イラクの大量破壊兵器や北朝鮮の核問題に対して我が国自身の問題として
取り組むべきことは当然のことですが、それは、石破さんがおっしゃる国際
テロの脅威に直面しているという観点のまえに、核兵器や大量破壊兵器を廃
絶するという国際潮流のなかで、平和憲法を持つ日本が積極的な役割を果た
すことが、我が国の責務だと言って過言ではないからです。
石破さんは「各種事態に適切に対応できる自衛隊の構築」と「日米安全保
障条約の実効性をさらに高める」ことで、「抑止力を最大限に発揮しうる体
制を実現」し、「我が国の平和と独立を守る」とされ、そのために有事法制
も必要とおっしゃっていますから、この論旨に沿って、検証したいと思いま
す。
まず指摘しておきたいのは、石破さんの考え方の前提には防衛の本質は抑
止力だということがあるのですが、その抑止力を軍事力に頼ることがいかに
脆いものであるかということこそが問題だということです。
抑止力とは双方の理性と信頼関係を基礎とするものですから、相手が理性
的判断をするとは限らない場合や相手が国ではない場合はまったく意味があ
りません。さらには軍事力の均衡が戦争の抑止力になるという考え方は、例
えば核抑止論が有効性を持たないことが国際常識になっていることでも明ら
かなように、国際社会における平和秩序の構築にとってもはや時代遅れなの
です。国際潮流を踏まえるならば、憲法の基本精神に沿って我が国が平和外
交を展開することが抑止力を最大限に発揮するための最も現実的選択肢では
ないでしょうか。
つぎに「日米安全保障条約の実効性をさらに高める」という点については、
二国間の同盟を基本にした発想ですから、時代にそぐわないことを指摘せざ
るを得ません。

▶ **抽出データ**
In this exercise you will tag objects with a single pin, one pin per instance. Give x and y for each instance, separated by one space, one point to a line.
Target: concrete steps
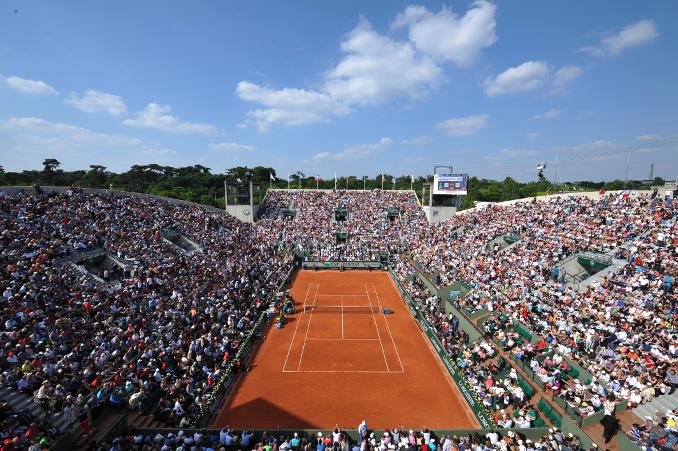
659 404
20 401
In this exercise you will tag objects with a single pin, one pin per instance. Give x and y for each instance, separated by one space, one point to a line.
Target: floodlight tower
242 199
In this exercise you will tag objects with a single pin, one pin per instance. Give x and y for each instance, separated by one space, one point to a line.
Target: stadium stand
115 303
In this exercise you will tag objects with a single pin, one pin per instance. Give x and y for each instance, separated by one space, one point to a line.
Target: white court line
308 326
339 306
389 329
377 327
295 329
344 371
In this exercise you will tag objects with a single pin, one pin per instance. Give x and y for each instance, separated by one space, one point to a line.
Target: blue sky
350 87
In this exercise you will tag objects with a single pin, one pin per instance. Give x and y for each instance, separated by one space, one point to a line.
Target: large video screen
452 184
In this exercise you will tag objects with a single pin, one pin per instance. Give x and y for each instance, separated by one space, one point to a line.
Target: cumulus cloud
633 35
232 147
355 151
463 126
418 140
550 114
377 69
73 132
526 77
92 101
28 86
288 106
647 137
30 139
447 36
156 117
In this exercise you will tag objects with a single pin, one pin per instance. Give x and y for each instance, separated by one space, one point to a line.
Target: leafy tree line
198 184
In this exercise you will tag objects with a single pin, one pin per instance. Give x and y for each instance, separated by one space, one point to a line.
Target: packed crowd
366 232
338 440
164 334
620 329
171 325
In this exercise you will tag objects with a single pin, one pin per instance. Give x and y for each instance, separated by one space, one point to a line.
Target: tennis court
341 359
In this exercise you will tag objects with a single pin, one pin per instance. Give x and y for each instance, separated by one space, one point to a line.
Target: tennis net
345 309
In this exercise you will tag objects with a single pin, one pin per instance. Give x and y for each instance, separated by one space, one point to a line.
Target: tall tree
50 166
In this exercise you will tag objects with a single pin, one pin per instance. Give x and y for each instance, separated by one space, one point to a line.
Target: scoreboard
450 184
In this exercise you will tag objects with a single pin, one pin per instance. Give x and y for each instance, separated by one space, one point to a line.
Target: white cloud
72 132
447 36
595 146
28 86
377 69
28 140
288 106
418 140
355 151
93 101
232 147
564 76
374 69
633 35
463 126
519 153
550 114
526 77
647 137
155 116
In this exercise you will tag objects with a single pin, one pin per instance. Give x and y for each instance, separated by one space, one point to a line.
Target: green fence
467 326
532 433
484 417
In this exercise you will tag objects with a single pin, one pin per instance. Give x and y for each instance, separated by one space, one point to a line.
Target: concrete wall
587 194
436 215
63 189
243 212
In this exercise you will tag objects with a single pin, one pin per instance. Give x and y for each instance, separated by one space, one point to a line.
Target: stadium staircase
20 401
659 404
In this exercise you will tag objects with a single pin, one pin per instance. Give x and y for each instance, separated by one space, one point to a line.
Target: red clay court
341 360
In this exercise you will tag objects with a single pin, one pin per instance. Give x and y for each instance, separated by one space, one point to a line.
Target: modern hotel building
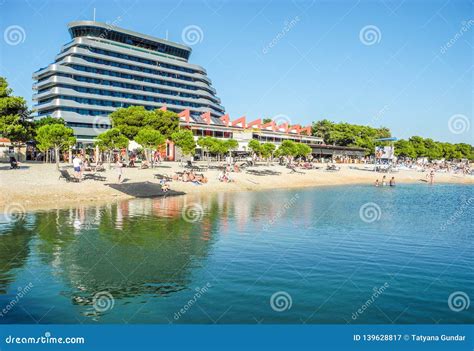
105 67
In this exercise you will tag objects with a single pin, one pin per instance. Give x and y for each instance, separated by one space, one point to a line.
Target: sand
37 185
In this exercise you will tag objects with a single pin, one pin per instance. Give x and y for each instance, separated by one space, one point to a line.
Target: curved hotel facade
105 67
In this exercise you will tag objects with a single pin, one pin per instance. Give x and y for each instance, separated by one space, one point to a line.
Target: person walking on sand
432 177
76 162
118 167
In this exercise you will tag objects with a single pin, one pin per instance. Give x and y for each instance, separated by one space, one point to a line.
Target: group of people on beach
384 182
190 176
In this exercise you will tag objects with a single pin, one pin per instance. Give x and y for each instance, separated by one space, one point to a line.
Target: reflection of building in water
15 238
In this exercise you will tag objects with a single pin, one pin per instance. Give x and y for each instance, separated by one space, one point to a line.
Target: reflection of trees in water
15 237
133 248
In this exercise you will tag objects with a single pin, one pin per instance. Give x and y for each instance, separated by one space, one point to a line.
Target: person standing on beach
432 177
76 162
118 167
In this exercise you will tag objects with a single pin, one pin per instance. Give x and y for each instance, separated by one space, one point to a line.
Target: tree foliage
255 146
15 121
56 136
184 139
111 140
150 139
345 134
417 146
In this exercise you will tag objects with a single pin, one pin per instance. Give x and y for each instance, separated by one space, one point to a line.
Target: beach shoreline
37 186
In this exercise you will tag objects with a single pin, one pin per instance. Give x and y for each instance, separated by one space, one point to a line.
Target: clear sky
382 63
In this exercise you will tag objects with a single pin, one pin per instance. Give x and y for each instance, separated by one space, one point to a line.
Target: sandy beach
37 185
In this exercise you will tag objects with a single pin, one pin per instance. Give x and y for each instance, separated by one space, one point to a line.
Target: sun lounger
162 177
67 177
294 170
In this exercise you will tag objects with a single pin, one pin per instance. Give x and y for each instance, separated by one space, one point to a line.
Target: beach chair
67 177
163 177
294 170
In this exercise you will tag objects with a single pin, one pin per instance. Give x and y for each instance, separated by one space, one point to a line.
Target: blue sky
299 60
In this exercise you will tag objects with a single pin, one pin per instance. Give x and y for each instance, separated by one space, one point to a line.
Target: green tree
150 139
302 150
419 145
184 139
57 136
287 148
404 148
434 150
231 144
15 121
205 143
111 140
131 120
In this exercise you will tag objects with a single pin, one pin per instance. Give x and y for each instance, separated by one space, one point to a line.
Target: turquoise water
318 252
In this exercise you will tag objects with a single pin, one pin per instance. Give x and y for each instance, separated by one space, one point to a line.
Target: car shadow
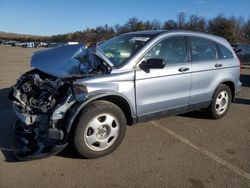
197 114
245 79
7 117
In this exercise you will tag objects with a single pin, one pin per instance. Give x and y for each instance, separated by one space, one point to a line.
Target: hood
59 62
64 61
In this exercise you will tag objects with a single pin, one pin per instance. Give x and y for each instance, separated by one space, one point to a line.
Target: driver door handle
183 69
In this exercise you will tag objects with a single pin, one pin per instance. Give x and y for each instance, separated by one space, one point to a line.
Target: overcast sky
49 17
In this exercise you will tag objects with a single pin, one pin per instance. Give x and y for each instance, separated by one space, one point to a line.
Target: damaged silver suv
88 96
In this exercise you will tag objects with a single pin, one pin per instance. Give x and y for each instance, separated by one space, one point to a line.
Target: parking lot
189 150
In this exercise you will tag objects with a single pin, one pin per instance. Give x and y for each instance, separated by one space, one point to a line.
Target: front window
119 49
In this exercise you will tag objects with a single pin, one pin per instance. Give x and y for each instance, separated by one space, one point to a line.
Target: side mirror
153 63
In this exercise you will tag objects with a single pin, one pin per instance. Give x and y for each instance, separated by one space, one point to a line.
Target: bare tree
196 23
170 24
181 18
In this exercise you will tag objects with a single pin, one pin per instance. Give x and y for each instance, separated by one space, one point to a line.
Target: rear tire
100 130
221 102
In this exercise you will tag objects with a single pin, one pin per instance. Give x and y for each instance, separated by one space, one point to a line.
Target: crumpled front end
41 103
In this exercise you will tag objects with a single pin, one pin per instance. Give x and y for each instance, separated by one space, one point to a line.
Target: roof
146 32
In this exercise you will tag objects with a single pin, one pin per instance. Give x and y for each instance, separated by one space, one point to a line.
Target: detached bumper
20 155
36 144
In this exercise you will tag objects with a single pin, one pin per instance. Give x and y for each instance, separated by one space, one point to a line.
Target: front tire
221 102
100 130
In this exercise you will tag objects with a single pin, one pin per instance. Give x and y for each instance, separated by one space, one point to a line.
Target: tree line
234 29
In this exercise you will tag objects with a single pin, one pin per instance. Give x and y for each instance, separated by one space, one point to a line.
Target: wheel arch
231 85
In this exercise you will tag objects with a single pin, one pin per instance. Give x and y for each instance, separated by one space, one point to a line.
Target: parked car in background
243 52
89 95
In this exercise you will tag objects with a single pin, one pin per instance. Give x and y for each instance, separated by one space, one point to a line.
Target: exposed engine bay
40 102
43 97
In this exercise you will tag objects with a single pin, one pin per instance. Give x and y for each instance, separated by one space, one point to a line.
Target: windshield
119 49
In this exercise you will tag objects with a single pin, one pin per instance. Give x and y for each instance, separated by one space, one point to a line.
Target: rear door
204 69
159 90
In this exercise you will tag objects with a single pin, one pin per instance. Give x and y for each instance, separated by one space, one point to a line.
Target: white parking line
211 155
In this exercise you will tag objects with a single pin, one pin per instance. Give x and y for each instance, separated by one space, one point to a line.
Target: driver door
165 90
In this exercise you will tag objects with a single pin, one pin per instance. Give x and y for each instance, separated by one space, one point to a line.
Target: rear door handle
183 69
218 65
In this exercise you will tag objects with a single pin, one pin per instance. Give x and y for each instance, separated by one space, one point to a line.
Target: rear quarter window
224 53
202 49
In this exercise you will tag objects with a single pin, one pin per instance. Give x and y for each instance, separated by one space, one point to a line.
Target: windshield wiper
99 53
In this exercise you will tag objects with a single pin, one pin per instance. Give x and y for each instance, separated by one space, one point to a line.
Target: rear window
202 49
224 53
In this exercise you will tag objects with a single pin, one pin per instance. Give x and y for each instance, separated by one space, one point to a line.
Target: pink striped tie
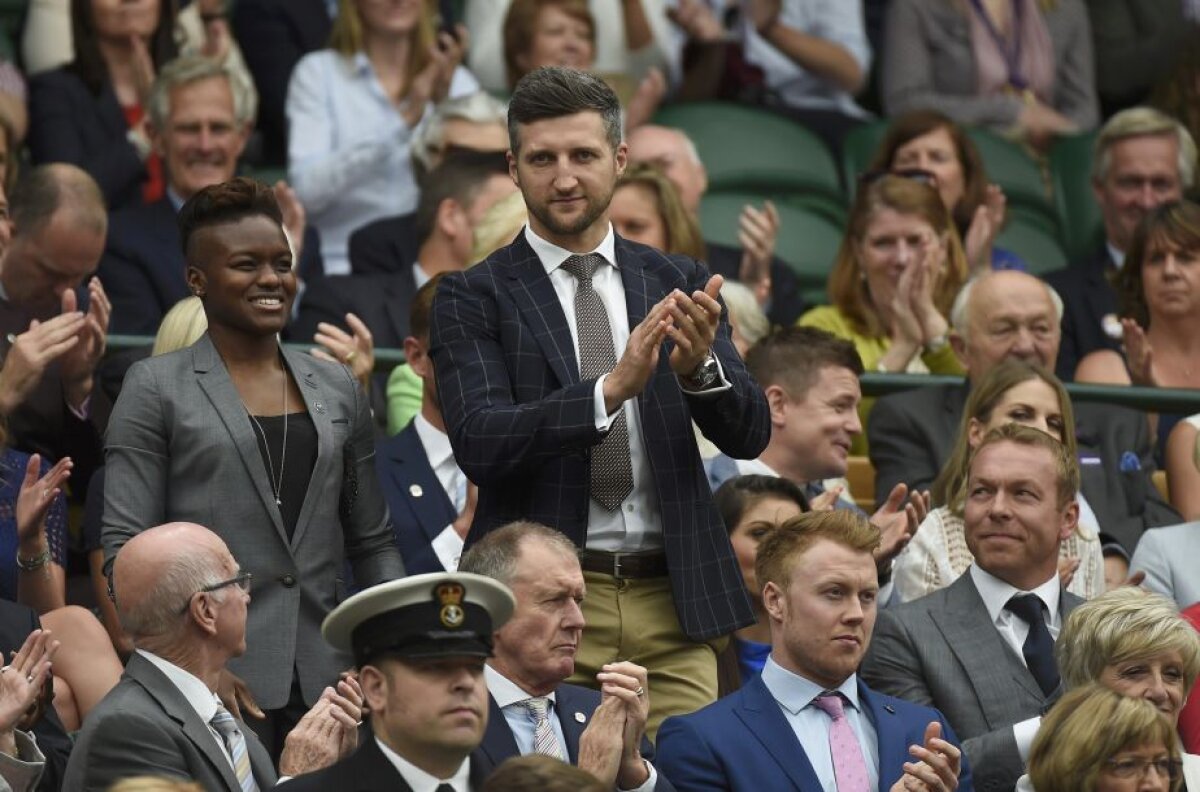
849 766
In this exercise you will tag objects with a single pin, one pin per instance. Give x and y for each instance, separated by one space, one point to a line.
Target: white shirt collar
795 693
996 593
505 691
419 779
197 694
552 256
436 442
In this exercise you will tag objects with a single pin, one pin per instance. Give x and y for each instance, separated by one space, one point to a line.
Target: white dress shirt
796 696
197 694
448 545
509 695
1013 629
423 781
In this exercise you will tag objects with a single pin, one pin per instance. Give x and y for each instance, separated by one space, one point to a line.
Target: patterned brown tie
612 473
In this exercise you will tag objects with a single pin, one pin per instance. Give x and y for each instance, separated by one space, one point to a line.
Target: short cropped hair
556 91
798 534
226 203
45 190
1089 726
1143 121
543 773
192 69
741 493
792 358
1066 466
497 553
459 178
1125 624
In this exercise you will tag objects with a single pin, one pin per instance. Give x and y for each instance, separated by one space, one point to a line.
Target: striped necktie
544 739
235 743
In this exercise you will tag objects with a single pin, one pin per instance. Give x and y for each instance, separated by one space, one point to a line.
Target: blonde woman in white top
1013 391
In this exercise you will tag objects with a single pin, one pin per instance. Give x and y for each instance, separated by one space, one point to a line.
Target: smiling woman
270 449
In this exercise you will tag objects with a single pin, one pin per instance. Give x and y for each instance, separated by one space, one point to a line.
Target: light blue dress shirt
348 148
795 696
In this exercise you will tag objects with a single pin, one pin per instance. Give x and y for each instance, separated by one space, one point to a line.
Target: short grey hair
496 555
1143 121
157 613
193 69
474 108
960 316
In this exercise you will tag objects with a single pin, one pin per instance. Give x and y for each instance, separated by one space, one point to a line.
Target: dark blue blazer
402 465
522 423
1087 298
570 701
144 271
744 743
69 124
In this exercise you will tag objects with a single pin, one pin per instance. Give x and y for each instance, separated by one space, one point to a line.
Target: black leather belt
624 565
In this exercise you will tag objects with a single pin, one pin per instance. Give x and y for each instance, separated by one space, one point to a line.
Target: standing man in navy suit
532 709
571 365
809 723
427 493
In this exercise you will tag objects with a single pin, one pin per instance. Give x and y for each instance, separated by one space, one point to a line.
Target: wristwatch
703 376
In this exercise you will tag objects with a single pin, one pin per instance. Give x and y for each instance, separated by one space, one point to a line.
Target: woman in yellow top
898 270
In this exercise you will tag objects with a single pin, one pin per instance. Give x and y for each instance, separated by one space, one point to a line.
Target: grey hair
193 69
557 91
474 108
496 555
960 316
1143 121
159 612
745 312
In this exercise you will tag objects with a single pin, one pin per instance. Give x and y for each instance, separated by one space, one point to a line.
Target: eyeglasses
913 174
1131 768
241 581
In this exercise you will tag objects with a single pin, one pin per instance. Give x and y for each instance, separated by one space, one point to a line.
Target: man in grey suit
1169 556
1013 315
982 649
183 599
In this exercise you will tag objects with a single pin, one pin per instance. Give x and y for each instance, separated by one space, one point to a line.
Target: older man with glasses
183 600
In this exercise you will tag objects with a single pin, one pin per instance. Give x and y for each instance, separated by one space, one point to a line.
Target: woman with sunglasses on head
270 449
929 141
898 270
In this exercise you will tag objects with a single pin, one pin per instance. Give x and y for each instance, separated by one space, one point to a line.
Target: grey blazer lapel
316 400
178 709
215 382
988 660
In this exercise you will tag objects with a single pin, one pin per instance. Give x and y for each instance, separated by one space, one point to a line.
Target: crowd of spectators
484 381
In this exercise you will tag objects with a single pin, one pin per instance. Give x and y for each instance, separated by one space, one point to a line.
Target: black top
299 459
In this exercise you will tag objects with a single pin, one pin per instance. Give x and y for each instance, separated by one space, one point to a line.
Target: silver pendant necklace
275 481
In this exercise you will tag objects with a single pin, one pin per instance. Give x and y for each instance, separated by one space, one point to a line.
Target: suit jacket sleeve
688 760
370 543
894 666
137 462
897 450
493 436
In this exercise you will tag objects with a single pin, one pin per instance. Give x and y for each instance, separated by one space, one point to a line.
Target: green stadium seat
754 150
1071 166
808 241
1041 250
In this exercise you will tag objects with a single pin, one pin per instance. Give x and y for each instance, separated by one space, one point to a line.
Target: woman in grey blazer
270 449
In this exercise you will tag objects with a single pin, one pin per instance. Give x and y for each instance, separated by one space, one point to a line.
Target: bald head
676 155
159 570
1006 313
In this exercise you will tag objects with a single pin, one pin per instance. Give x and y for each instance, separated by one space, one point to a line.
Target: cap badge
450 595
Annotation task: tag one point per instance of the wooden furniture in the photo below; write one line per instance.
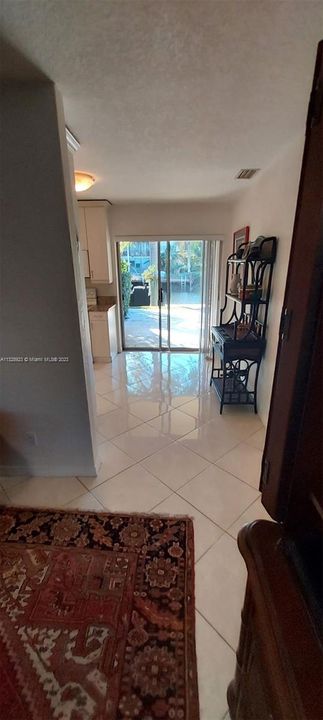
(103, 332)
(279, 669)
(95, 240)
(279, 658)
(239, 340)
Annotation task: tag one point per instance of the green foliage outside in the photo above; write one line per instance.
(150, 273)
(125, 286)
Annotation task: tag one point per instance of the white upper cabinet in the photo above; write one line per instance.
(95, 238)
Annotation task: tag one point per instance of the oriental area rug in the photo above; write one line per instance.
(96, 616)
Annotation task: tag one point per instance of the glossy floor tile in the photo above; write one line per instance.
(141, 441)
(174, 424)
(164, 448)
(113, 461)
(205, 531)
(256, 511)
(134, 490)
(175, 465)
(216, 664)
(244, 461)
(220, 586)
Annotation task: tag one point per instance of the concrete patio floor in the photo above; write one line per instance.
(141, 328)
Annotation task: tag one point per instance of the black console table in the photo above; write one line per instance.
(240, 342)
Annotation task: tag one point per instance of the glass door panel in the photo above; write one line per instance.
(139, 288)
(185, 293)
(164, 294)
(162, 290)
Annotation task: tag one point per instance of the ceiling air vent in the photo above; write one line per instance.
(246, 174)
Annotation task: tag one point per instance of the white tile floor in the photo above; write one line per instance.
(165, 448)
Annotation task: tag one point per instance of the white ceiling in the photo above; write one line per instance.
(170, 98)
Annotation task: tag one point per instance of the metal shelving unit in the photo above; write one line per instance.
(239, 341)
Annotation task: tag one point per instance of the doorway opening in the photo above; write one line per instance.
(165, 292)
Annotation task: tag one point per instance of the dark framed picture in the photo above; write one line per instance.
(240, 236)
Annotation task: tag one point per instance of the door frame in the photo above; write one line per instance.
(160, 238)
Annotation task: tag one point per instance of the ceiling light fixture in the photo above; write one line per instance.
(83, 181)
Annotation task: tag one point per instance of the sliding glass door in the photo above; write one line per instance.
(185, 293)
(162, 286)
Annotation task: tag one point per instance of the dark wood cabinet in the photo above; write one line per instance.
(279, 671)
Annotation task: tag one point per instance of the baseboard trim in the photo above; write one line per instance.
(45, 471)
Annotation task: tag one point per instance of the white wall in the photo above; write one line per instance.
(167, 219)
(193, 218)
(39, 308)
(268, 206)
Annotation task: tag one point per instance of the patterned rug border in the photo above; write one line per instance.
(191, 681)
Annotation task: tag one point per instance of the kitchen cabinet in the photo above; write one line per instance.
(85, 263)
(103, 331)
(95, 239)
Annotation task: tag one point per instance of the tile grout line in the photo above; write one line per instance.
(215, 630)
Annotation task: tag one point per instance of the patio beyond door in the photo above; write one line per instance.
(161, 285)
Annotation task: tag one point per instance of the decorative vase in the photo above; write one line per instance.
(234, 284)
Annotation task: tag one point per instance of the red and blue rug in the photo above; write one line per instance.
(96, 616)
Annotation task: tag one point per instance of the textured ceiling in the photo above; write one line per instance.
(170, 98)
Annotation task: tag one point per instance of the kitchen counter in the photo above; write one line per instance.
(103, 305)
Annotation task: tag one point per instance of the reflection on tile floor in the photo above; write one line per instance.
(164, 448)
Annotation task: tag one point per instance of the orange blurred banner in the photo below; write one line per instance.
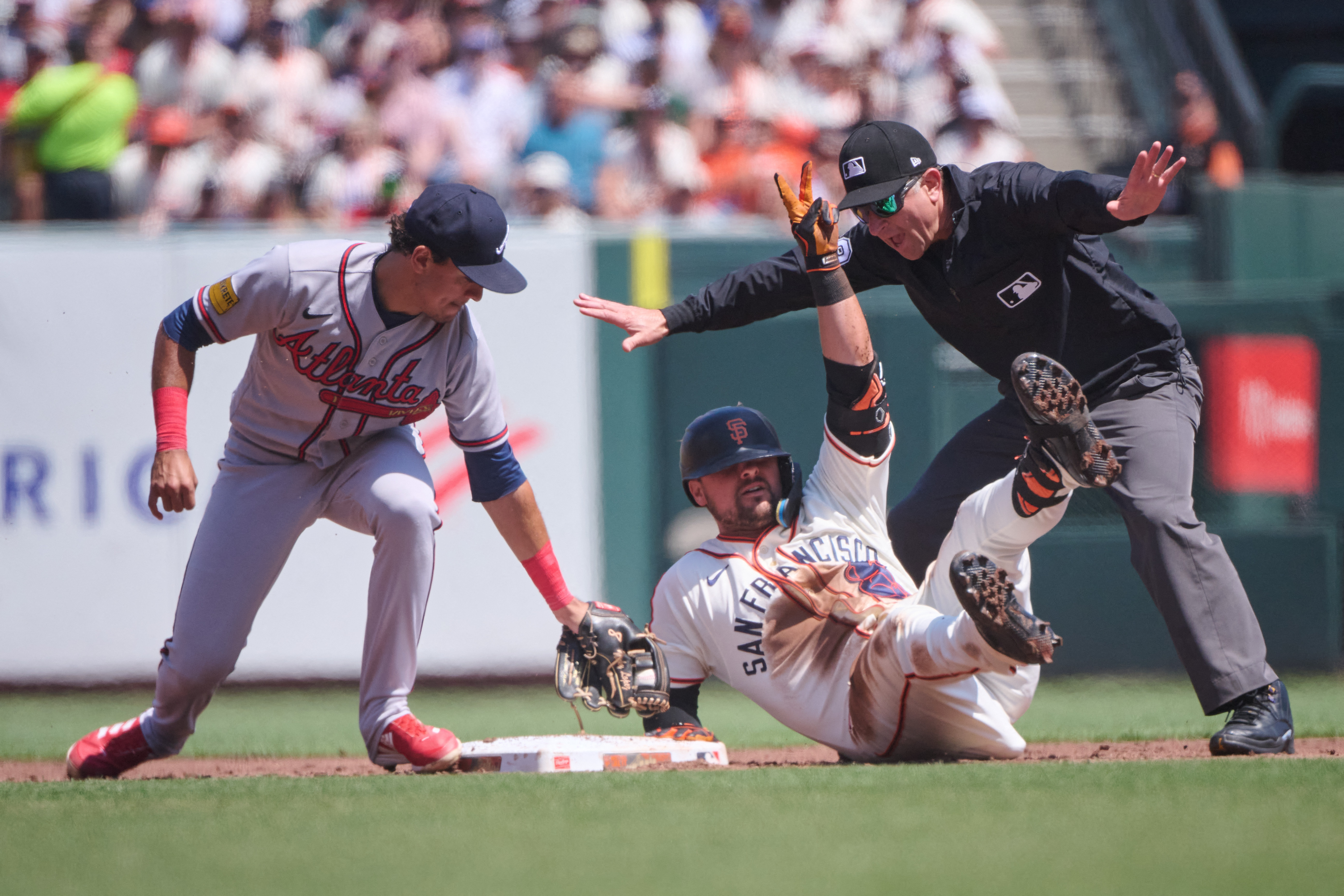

▶ **課題内容**
抜粋本文のうち、「石破さんは「各種事態に適切に対応できる自衛隊の構築」と「日米安全保」から「脆いものであるかということこそが問題だということです。」までの部分を一字一句そのまま書き写してください。 上のデータはこの作業では使いません。

▶ **作業結果**
石破さんは「各種事態に適切に対応できる自衛隊の構築」と「日米安全保
障条約の実効性をさらに高める」ことで、「抑止力を最大限に発揮しうる体
制を実現」し、「我が国の平和と独立を守る」とされ、そのために有事法制
も必要とおっしゃっていますから、この論旨に沿って、検証したいと思いま
す。
まず指摘しておきたいのは、石破さんの考え方の前提には防衛の本質は抑
止力だということがあるのですが、その抑止力を軍事力に頼ることがいかに
脆いものであるかということこそが問題だということです。